• [Prompt]: Please write out exactly the lines that begin at the line containing "Please spot the stainless steel dishwasher" and run to the end of the records.

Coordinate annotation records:
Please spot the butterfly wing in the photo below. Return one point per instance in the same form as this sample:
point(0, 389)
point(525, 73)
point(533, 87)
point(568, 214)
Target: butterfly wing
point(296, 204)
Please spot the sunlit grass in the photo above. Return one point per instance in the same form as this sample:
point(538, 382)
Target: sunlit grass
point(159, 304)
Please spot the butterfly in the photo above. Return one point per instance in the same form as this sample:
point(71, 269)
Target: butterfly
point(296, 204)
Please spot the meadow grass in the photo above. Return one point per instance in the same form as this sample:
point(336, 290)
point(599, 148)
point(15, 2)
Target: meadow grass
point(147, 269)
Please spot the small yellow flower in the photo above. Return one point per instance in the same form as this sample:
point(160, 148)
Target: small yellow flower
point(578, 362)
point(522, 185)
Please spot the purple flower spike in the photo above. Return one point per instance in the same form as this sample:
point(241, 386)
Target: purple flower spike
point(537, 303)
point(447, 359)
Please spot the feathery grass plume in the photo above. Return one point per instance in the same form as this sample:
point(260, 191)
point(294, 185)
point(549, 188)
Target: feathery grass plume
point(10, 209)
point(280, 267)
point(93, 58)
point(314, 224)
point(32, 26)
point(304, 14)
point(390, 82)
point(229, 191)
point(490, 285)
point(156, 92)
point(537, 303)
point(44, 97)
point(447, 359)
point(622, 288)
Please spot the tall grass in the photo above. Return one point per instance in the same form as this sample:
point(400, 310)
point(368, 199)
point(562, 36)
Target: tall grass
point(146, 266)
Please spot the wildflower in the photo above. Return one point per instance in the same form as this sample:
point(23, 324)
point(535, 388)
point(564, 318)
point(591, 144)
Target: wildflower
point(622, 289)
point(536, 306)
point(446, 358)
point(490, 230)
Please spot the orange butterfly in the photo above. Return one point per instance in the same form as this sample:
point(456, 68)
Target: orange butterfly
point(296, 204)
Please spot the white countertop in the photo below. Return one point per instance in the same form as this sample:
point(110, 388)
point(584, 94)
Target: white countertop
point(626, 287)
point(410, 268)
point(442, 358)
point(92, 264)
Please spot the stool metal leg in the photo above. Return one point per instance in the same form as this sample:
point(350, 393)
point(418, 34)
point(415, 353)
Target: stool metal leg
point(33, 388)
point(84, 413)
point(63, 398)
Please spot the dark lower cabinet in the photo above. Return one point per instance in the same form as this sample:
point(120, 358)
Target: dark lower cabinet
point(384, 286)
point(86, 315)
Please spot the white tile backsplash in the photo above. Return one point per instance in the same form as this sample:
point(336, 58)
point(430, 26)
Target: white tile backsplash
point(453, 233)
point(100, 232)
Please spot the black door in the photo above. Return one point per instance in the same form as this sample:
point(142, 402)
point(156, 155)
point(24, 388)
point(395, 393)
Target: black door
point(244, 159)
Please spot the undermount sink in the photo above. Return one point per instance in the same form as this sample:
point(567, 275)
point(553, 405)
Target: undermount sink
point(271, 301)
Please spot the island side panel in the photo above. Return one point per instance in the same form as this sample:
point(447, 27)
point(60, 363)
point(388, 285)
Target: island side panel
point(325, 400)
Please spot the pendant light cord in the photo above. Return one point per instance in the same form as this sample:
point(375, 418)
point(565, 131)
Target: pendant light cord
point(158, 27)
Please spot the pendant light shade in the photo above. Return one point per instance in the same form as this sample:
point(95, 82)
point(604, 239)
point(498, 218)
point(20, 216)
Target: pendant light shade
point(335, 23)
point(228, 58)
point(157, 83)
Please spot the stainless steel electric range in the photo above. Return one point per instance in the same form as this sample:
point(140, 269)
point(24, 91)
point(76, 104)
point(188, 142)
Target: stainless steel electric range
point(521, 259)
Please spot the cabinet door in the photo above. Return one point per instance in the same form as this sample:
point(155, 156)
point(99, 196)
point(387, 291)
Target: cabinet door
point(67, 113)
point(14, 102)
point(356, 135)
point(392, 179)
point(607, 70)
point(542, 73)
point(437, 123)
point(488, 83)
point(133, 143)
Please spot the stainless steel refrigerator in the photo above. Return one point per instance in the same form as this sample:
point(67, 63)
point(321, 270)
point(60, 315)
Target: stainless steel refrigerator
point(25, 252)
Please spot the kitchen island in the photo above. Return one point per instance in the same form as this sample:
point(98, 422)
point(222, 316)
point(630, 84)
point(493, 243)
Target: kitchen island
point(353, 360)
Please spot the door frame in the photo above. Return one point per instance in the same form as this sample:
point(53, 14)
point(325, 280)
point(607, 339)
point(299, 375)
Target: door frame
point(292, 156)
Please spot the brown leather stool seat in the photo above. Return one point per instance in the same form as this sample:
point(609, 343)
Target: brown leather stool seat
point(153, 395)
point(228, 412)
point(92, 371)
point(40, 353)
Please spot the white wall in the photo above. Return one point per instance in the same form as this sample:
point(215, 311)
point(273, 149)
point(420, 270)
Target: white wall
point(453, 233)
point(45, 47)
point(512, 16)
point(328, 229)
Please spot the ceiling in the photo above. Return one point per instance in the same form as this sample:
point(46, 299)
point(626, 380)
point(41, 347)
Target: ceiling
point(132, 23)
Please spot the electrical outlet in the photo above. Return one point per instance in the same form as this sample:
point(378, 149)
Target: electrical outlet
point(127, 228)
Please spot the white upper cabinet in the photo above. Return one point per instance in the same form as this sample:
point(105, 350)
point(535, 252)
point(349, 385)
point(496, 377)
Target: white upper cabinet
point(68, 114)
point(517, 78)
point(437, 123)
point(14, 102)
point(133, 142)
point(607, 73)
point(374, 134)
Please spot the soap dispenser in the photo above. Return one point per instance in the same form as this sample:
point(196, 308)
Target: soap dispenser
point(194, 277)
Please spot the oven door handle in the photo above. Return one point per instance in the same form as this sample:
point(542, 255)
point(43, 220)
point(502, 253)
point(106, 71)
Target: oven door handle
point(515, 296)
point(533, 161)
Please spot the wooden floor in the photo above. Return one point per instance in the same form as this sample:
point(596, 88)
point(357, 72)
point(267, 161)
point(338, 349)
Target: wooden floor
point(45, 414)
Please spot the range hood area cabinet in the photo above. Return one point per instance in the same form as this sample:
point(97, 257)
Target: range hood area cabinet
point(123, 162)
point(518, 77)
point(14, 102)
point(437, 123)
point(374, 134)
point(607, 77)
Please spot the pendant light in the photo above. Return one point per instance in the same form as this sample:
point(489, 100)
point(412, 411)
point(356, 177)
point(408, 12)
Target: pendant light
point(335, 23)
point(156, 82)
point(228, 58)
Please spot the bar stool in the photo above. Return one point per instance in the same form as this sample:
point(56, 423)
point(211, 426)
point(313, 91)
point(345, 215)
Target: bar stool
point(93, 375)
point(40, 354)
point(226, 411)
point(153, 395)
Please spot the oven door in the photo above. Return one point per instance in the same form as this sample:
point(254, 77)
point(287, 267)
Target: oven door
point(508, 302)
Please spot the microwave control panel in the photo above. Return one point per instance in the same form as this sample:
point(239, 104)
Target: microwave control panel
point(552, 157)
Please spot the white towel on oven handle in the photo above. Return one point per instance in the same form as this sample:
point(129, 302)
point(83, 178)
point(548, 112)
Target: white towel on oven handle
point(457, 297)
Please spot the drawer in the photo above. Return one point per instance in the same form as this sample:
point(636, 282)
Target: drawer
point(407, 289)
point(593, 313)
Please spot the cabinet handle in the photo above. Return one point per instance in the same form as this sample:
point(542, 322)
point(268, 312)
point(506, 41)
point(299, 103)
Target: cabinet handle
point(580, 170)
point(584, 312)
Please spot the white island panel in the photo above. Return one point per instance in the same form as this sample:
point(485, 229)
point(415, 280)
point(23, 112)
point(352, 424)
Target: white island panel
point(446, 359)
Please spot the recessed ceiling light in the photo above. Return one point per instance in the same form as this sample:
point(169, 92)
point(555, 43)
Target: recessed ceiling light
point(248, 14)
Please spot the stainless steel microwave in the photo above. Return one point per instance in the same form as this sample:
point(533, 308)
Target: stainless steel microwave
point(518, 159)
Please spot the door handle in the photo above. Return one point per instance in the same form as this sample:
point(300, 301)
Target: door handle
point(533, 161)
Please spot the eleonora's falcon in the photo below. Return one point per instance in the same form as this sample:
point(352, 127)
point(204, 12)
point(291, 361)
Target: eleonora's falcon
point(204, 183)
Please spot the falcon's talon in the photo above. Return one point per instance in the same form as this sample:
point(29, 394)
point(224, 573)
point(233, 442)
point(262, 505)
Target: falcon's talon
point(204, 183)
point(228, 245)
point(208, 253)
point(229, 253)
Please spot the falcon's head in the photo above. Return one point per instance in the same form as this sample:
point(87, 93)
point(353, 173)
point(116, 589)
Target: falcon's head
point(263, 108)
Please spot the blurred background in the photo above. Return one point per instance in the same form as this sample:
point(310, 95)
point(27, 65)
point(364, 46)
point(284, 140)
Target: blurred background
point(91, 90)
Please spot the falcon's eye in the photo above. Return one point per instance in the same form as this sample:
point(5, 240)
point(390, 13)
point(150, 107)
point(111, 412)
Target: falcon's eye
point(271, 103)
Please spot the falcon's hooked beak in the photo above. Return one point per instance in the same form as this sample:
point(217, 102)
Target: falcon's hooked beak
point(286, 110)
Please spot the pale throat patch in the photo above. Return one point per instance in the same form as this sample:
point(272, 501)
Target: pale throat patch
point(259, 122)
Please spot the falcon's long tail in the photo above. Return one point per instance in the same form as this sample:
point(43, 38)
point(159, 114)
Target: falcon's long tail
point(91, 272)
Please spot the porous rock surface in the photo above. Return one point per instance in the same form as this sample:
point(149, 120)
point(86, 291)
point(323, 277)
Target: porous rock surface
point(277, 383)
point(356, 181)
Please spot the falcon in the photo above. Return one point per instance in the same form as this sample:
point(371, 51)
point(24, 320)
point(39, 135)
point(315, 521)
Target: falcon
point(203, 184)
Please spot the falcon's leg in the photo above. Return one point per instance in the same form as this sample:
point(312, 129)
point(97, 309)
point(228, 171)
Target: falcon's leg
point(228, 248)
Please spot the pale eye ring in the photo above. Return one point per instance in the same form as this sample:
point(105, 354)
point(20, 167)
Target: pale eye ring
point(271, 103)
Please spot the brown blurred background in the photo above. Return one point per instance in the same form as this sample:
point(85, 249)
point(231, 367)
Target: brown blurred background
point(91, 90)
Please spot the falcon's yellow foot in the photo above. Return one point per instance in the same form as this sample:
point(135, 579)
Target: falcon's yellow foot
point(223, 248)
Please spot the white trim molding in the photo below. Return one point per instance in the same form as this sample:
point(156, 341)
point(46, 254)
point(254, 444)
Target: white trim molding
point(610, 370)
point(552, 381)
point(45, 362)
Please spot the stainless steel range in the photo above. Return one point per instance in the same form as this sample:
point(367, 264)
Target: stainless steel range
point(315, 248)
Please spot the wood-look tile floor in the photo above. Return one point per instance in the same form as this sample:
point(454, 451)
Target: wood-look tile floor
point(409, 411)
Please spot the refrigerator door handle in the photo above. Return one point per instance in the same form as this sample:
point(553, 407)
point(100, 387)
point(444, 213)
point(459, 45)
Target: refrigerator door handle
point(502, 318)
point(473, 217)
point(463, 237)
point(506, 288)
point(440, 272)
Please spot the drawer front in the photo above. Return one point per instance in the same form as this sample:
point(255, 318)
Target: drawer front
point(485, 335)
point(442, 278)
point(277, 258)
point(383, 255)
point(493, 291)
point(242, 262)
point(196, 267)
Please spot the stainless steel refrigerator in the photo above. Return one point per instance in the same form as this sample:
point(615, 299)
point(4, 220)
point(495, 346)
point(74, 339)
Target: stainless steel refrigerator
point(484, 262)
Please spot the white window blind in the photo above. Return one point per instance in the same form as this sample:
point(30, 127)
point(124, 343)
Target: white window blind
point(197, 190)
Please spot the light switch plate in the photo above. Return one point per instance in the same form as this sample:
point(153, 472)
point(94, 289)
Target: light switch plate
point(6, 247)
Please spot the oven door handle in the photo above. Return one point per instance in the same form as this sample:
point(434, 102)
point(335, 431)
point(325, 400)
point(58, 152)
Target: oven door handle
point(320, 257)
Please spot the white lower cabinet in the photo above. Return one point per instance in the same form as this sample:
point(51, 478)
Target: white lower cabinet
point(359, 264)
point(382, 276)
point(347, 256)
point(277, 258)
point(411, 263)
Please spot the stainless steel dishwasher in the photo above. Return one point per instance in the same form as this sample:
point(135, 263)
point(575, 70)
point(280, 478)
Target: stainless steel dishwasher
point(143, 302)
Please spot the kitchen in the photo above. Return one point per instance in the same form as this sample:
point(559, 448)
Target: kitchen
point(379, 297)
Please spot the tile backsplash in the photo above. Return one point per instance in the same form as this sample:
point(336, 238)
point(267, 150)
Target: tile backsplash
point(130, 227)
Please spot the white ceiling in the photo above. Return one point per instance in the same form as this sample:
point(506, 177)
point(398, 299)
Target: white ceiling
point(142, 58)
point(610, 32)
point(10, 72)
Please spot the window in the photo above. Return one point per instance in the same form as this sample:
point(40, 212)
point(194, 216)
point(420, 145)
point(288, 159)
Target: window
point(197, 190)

• [Exercise result]:
Please spot the stainless steel dishwasher in the photo above. Return one point per instance in the same form as this sample:
point(135, 263)
point(575, 70)
point(280, 478)
Target: stainless steel dishwasher
point(143, 302)
Please spot the kitchen in the photo above. Return one point per instance in the same form as this sample:
point(559, 448)
Target: kitchen
point(379, 297)
Please spot the tile backsplash in the photo above. Return one point per instance in the same form as this sample:
point(336, 238)
point(267, 150)
Target: tile backsplash
point(130, 227)
Please spot the white ceiling in the photo above. Return one point per instance in the same form as this sample:
point(506, 177)
point(398, 299)
Target: white ceiling
point(142, 58)
point(610, 32)
point(10, 72)
Please spot the window in the photo above. Return one point per instance in the same form as this sample:
point(40, 212)
point(194, 216)
point(420, 145)
point(288, 159)
Target: window
point(197, 190)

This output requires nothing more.